### EXERCISE DETAILS
With the pictures omitted, write out the entries that follow exactly as they stand.

### INFORMATION SHOWN
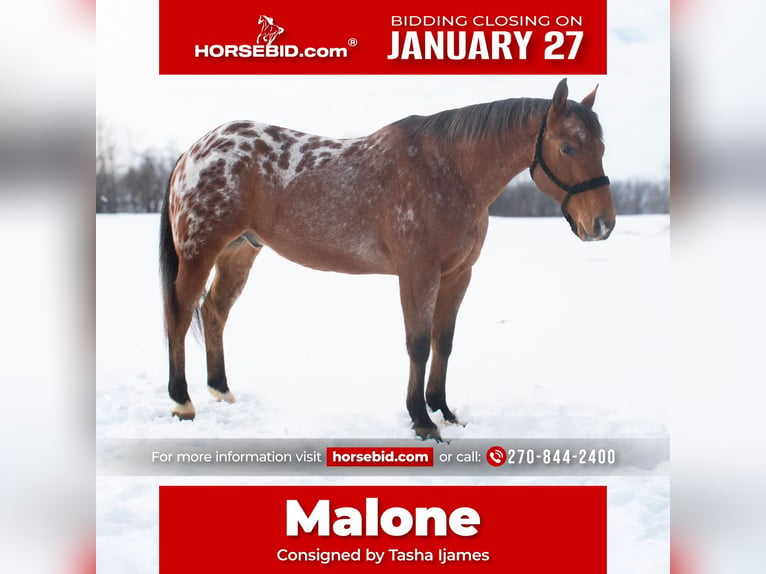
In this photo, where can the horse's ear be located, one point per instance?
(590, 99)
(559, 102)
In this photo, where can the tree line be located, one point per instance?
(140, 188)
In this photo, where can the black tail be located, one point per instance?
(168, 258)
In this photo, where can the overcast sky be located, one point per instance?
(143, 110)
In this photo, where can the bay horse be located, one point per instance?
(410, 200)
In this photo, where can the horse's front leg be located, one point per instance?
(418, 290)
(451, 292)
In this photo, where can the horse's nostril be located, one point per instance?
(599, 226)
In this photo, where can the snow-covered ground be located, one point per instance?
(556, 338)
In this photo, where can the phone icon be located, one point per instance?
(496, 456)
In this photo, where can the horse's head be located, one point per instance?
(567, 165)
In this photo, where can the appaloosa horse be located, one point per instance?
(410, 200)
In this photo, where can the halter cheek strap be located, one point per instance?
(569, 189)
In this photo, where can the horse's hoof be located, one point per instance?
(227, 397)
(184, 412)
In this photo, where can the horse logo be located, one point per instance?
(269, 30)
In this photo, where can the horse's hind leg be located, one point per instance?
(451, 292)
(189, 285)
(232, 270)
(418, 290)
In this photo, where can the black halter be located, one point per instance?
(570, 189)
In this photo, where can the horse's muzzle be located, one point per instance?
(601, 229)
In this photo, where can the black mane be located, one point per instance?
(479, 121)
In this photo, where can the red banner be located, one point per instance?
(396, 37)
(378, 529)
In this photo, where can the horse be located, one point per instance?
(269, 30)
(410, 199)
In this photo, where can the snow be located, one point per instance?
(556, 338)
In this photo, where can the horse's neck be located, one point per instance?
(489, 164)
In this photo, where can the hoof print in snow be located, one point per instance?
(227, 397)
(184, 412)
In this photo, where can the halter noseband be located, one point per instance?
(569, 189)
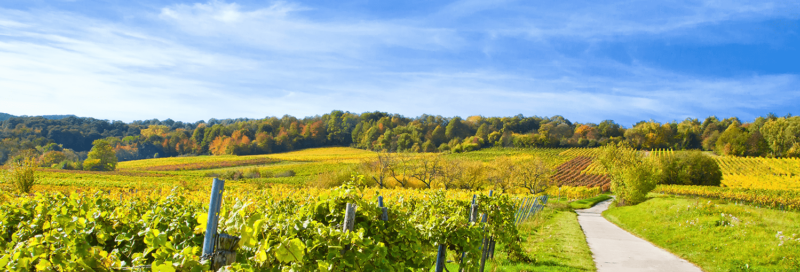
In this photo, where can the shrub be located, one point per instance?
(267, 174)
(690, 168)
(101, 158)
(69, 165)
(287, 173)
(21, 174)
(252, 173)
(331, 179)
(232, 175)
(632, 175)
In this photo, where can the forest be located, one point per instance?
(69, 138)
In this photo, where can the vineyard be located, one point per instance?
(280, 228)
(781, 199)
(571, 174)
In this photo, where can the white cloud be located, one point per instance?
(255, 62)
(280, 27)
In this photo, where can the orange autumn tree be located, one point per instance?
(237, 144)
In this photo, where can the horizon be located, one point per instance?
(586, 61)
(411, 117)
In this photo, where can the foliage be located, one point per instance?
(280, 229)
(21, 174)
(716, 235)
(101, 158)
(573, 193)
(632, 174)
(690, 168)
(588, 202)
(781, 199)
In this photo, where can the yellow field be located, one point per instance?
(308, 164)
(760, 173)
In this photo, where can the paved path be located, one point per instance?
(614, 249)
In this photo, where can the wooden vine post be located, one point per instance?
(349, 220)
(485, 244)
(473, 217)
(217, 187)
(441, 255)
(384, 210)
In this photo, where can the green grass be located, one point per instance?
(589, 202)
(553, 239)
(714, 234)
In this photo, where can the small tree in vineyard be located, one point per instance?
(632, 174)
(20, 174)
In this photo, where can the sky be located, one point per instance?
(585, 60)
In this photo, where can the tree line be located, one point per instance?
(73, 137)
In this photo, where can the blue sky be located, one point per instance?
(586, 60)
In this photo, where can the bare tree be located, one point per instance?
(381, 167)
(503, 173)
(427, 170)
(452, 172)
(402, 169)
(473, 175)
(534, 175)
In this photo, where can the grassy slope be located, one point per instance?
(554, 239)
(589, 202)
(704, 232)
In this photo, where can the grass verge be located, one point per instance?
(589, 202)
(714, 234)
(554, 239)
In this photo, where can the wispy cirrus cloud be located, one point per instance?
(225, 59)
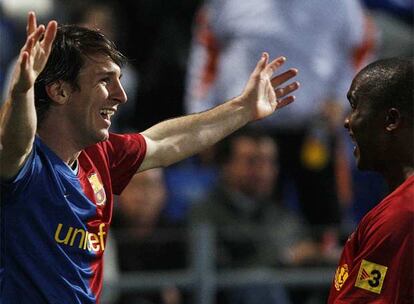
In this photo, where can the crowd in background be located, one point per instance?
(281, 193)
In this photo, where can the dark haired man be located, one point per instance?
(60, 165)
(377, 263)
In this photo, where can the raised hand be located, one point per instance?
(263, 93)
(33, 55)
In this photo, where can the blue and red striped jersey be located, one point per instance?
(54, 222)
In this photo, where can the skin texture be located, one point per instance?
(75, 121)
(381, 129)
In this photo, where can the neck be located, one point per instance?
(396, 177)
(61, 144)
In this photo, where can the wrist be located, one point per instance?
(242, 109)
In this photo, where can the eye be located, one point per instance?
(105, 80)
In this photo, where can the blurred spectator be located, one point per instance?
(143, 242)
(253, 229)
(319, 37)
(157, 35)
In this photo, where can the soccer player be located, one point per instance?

### ANSWER BELOW
In this photo, where can the horse's ear be located, one point per instance?
(590, 99)
(559, 102)
In this photo, where can the tree line be located, one point per instance?
(140, 188)
In this photo, where can the black tail be located, one point per instance?
(168, 258)
In this photo, where can the overcast sky be located, one point per instance?
(143, 110)
In this photo, where can the bay horse be located, one point per instance?
(410, 200)
In this photo, where can the horse's front leg be located, one point per instance?
(418, 290)
(451, 292)
In this photo, where can the horse's nostril be located, one point per instance?
(599, 226)
In this photo, where can the snow-covered ground be located, one point per instance?
(556, 338)
In this photo, where can the phone icon be located, one point per instance?
(496, 456)
In this photo, where can the horse's head be located, one point per instance?
(567, 165)
In this photo, where can the appaloosa horse be located, one point per instance?
(410, 200)
In this photo, where can the halter cheek strap be located, one point per instance?
(569, 189)
In this photo, where can the horse's hoof be located, one point per instance?
(227, 397)
(184, 412)
In this photo, where can the horse logo be located, one point per instance?
(269, 30)
In this photo, where can the horse's hind leg be located, one point per instance?
(451, 292)
(189, 285)
(232, 270)
(418, 290)
In this photo, where can the black halter be located, one point per instance?
(570, 189)
In this photo, where can the horse's muzzle be located, one point per instance?
(601, 229)
In this photo, where can the black mane be located, one point per instance?
(479, 121)
In this photo, where can the red banner be located, one point per instance?
(396, 37)
(378, 529)
In this photo, where can the horse be located, one point per instance?
(269, 30)
(410, 199)
In this photo, where can the snow be located, one point per instance?
(556, 338)
In this photo, where can the horse's neck be located, one point per instance?
(489, 164)
In this photo, where can the hoof print in snow be located, one point per instance?
(227, 397)
(184, 412)
In this photo, where can the halter noseband be located, one point per instance?
(569, 189)
In this photo, where can the shrub be located, one point per instance?
(267, 174)
(690, 168)
(101, 158)
(69, 165)
(287, 173)
(21, 174)
(252, 173)
(331, 179)
(232, 175)
(632, 175)
In this photo, where can the forest be located, one point per instance?
(69, 138)
In this photo, where can the vineyard be located, one point per instance?
(280, 228)
(781, 199)
(571, 174)
In this photo, where can the white cloud be located, one point per instance?
(255, 62)
(280, 27)
In this photo, where can the orange autumn tree be located, one point per instance?
(237, 144)
In this photo, where can the horizon be located, one point per instance?
(586, 61)
(411, 117)
In this photo, where can the foliage be located, one point per instance?
(280, 229)
(21, 174)
(716, 235)
(101, 158)
(573, 193)
(632, 174)
(690, 168)
(588, 202)
(781, 199)
In this photo, where can the yellow field be located, one point per instance?
(308, 164)
(760, 173)
In this photo, where can the paved path be located, one point per instance?
(614, 249)
In this photo, where can the wooden vine post be located, one point per instance?
(349, 220)
(485, 244)
(473, 217)
(217, 187)
(441, 255)
(384, 210)
In this photo, where can the green grass be located, one point per instance?
(589, 202)
(553, 239)
(714, 234)
In this photo, where can the small tree in vineyard be located, one point per instance?
(632, 174)
(20, 174)
In this photo, where can the sky be located, one point per instance?
(585, 60)
In this photo, where can the tree line be located, one point per instance?
(73, 137)
In this photo, where can the blue sky be located, one point per instance?
(586, 60)
In this photo, where can the bare tree be located, one point per instance?
(381, 167)
(503, 173)
(427, 170)
(452, 172)
(402, 169)
(473, 175)
(534, 175)
In this photo, where can the grassy slope be located, one point per instance?
(554, 239)
(589, 202)
(704, 232)
In this photo, where can the grass verge be located, one point per instance?
(589, 202)
(714, 234)
(554, 239)
In this photo, where can the wispy cirrus cloud be located, one point per instance?
(225, 59)
In this photo, where can the crowd in background be located, one point per instance?
(281, 193)
In this photo, where can the dark haired man be located, one point per instance?
(60, 165)
(377, 263)
In this photo, where can the raised hand be located, one point per instance?
(263, 93)
(33, 55)
In this photo, where can the blue and red striped jersey be located, one point per instance?
(54, 222)
In this photo, where can the skin texture be located, one point per instance?
(75, 121)
(381, 129)
In this photo, where can the neck be located, one point per instance?
(396, 177)
(61, 144)
In this photo, where can the wrist be located, one point per instance?
(242, 109)
In this photo, where can the eye be located, one point per instance?
(105, 80)
In this photo, where can the blurred spectator be located, one point per instance?
(143, 242)
(253, 229)
(319, 37)
(157, 35)
In this photo, where can the soccer player be located, one point per instance?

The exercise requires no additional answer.